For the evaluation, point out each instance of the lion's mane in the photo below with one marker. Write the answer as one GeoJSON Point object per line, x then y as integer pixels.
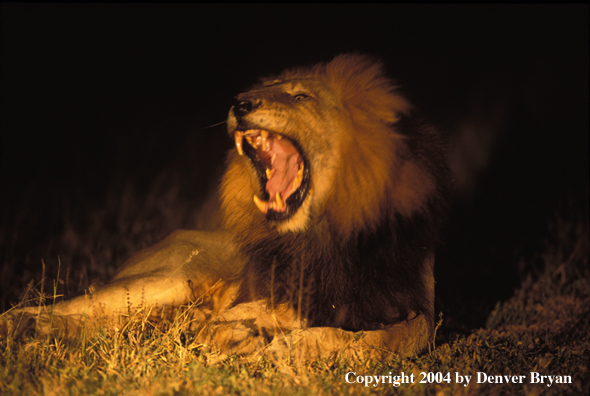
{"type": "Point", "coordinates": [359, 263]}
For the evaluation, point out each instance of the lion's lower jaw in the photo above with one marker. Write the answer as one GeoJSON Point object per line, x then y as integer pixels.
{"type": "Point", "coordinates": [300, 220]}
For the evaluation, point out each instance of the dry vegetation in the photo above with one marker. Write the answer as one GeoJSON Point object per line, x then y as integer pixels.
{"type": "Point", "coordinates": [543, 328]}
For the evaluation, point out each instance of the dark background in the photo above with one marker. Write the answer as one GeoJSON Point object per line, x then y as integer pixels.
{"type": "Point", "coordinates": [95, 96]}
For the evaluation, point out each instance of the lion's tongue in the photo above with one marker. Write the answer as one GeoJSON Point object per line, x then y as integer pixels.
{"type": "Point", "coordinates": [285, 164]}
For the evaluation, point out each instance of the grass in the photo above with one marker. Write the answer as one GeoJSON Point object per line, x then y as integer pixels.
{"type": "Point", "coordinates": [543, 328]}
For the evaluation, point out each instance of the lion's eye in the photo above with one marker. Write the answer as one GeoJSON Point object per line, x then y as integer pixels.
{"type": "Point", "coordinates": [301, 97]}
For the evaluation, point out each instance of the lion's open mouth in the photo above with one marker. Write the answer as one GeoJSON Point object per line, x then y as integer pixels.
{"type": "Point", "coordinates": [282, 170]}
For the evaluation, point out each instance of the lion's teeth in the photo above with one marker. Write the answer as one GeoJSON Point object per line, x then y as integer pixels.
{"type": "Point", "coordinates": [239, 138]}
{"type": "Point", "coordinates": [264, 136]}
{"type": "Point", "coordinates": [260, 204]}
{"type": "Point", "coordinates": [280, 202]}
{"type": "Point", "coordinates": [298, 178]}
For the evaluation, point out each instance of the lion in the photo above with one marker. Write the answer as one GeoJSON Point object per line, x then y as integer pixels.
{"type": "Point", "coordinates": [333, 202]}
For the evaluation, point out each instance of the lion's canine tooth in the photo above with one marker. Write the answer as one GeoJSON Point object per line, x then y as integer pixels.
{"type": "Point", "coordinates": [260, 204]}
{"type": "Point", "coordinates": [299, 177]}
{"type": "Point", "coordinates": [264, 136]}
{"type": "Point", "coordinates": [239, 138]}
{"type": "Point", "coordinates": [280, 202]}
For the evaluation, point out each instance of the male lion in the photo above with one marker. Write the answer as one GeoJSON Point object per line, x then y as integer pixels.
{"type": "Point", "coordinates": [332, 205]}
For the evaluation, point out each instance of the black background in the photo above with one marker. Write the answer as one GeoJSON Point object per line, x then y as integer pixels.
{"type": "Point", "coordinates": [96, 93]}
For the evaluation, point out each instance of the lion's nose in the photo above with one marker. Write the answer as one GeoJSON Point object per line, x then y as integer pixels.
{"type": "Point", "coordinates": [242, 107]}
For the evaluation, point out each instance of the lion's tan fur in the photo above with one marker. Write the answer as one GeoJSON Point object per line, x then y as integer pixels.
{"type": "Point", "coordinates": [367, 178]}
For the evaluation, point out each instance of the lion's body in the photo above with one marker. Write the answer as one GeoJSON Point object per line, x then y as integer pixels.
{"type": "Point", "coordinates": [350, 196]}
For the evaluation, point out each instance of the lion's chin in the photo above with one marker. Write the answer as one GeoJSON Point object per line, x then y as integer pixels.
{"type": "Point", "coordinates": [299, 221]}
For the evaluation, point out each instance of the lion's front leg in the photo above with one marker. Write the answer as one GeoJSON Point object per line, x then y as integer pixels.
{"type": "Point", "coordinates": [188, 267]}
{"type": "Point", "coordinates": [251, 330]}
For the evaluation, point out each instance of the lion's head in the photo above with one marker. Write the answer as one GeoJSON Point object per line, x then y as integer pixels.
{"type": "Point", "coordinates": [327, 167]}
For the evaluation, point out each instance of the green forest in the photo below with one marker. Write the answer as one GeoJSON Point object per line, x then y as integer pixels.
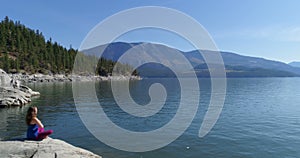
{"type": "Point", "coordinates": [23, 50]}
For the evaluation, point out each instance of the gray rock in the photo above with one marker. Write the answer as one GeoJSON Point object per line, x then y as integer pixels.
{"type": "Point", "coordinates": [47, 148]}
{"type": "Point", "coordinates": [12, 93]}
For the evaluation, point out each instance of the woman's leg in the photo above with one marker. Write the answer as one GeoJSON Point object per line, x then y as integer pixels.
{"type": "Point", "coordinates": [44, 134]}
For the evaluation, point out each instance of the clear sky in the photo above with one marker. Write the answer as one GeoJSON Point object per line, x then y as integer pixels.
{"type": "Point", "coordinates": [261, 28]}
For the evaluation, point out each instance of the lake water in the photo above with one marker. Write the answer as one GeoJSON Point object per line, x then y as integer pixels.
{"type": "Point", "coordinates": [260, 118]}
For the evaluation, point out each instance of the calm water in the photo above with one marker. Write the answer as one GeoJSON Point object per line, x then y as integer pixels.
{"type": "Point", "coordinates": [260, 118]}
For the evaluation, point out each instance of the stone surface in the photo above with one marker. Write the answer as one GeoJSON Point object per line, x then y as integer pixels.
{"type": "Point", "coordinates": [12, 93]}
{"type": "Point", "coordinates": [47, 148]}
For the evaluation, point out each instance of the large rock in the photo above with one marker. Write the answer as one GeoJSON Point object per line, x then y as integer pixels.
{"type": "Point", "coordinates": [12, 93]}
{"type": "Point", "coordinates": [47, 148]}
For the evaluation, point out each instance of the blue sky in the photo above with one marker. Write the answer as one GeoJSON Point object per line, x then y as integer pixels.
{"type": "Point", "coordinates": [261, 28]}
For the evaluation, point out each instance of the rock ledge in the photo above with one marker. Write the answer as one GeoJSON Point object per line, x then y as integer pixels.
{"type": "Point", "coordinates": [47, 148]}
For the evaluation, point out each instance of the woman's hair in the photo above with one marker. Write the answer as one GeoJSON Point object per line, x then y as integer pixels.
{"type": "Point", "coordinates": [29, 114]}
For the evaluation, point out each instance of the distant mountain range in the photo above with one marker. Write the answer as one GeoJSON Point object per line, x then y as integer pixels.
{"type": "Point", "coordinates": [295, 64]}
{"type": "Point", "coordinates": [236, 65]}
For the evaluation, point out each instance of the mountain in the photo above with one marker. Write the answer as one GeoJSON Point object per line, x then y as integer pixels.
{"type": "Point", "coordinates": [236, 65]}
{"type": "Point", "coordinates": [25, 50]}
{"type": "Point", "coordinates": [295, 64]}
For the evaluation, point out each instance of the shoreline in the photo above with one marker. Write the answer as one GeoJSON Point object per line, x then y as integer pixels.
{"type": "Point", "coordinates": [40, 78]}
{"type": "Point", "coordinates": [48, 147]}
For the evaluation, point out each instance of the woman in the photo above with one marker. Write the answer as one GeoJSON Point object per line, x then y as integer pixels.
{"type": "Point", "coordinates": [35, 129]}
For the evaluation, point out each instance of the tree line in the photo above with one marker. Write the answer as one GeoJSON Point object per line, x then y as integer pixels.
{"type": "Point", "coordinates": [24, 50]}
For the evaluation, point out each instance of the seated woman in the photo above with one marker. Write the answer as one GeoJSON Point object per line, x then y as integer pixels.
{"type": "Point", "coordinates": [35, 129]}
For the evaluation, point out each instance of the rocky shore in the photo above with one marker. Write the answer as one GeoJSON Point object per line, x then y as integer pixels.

---

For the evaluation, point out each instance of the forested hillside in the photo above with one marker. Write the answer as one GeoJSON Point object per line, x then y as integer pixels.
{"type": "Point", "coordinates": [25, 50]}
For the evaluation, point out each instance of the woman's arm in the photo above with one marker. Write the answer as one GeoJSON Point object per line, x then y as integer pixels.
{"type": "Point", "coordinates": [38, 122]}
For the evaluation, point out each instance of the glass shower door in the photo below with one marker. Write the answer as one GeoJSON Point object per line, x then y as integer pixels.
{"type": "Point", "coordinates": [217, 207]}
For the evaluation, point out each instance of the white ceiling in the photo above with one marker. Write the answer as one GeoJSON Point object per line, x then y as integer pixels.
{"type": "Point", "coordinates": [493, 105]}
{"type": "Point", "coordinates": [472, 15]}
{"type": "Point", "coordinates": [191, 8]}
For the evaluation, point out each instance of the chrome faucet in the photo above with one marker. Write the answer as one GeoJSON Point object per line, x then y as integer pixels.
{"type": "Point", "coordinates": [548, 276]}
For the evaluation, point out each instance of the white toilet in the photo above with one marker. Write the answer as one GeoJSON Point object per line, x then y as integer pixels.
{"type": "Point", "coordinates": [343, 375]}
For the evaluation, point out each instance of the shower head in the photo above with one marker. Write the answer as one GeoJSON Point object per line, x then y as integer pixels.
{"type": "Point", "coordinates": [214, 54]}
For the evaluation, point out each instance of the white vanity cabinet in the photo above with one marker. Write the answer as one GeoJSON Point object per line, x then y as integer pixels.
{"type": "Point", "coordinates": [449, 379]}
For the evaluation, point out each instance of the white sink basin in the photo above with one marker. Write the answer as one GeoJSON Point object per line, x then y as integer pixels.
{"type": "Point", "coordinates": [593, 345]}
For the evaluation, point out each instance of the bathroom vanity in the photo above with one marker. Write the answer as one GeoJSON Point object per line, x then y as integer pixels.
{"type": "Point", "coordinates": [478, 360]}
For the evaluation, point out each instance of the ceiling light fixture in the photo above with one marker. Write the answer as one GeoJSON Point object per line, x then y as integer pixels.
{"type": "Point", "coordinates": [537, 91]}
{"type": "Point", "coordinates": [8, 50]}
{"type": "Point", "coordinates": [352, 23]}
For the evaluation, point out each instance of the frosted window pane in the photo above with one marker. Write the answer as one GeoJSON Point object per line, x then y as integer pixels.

* * *

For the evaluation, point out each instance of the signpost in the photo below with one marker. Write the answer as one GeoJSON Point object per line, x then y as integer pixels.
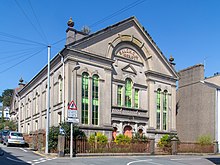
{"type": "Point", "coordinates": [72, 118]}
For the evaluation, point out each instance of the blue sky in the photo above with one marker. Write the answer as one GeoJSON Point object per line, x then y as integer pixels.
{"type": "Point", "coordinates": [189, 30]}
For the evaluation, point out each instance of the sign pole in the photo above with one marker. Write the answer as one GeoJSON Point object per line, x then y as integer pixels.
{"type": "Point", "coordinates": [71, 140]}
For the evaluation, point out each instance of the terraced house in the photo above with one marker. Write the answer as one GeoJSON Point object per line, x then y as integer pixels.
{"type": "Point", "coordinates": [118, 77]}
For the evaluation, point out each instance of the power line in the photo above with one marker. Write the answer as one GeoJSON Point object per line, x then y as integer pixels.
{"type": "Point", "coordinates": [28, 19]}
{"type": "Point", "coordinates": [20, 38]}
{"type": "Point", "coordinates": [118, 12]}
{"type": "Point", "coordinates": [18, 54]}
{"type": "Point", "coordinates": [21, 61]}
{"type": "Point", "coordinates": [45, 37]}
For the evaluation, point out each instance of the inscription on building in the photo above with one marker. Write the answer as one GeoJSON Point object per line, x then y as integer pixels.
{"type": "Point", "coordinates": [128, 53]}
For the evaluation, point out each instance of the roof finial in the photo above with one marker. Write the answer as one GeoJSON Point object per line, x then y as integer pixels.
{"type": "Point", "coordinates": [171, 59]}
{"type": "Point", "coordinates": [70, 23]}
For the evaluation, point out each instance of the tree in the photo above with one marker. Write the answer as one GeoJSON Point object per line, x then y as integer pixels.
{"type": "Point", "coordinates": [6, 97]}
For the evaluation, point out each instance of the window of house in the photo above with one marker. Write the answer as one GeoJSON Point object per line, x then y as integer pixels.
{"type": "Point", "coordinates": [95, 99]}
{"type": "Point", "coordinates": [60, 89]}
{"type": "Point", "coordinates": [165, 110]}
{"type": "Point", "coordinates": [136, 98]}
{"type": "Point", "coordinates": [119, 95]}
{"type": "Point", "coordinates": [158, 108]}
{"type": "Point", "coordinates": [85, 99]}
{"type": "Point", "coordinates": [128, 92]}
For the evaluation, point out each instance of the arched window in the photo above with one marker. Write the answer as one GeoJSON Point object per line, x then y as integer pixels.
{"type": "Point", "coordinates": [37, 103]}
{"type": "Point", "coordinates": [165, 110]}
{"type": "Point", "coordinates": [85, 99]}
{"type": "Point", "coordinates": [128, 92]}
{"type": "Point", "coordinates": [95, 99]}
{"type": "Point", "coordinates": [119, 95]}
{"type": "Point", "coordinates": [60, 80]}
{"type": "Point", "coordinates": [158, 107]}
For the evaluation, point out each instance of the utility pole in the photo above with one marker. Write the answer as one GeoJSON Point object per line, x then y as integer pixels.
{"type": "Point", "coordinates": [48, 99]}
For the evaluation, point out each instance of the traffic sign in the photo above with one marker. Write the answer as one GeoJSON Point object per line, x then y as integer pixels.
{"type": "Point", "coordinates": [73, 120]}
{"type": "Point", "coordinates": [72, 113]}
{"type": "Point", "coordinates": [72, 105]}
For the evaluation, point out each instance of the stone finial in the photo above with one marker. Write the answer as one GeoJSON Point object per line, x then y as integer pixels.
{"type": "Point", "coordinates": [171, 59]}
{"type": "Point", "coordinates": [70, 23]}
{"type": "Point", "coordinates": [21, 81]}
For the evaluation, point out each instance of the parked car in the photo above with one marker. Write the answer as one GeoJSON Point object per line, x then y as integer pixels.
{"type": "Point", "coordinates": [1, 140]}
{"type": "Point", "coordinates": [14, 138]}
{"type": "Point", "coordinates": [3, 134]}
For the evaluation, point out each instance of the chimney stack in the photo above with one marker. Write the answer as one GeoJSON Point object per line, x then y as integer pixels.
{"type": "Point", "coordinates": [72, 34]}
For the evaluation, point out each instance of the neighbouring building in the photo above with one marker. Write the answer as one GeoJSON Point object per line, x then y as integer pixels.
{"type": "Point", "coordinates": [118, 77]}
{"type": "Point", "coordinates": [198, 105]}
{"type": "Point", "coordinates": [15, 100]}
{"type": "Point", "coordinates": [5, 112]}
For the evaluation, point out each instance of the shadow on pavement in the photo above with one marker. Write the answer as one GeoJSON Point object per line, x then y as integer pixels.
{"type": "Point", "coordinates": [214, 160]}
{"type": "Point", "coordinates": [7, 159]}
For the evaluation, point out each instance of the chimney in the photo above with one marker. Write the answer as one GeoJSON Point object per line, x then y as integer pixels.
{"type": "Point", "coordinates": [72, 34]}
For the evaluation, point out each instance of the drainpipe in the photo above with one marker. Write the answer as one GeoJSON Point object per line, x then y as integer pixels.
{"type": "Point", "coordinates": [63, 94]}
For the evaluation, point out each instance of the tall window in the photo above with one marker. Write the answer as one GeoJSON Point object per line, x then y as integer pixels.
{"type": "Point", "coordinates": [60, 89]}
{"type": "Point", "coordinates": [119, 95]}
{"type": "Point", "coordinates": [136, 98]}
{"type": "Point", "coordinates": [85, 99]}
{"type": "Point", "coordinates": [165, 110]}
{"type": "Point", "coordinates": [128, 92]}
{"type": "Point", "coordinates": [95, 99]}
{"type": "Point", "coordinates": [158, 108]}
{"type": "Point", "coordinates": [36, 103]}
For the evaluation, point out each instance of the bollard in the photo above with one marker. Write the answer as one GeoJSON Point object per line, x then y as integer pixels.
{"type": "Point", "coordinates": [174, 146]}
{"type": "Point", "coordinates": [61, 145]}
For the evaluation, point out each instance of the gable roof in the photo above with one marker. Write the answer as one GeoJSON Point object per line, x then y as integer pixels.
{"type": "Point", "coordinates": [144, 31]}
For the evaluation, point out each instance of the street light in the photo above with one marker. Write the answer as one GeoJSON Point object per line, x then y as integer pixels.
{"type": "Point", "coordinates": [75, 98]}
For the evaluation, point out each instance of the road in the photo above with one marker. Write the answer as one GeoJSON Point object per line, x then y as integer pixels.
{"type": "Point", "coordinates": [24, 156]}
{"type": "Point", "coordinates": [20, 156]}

• [YOUR OBJECTIVE]
Extract every line above that contains the word "woman", copying each one in full.

• [RESULT FOR THIS EXERCISE]
For the evaluation, point out each instance of the woman's leg in the photo above with one marker. Write the answer as one GeoJSON Point object per line, x then y as integer pixels.
For the evaluation, point out each instance of the woman's hair in the photo above with one marker. Write the answer as one GeoJSON Point object per line, x then y as integer pixels.
For the evaluation, point out each instance of the woman in the photo above with one marker. Write the answer as one GeoJSON Point object per line, x then y as integer pixels.
For the evaluation, point out each instance of the seated woman in the photo above with one marker. Write the answer as one GeoJSON Point object per line, x then y as integer pixels.
For the evaluation, point out each instance of the woman's arm in the photo above with one marker. Write the answer as one GeoJSON Point object per line, x then y as integer pixels.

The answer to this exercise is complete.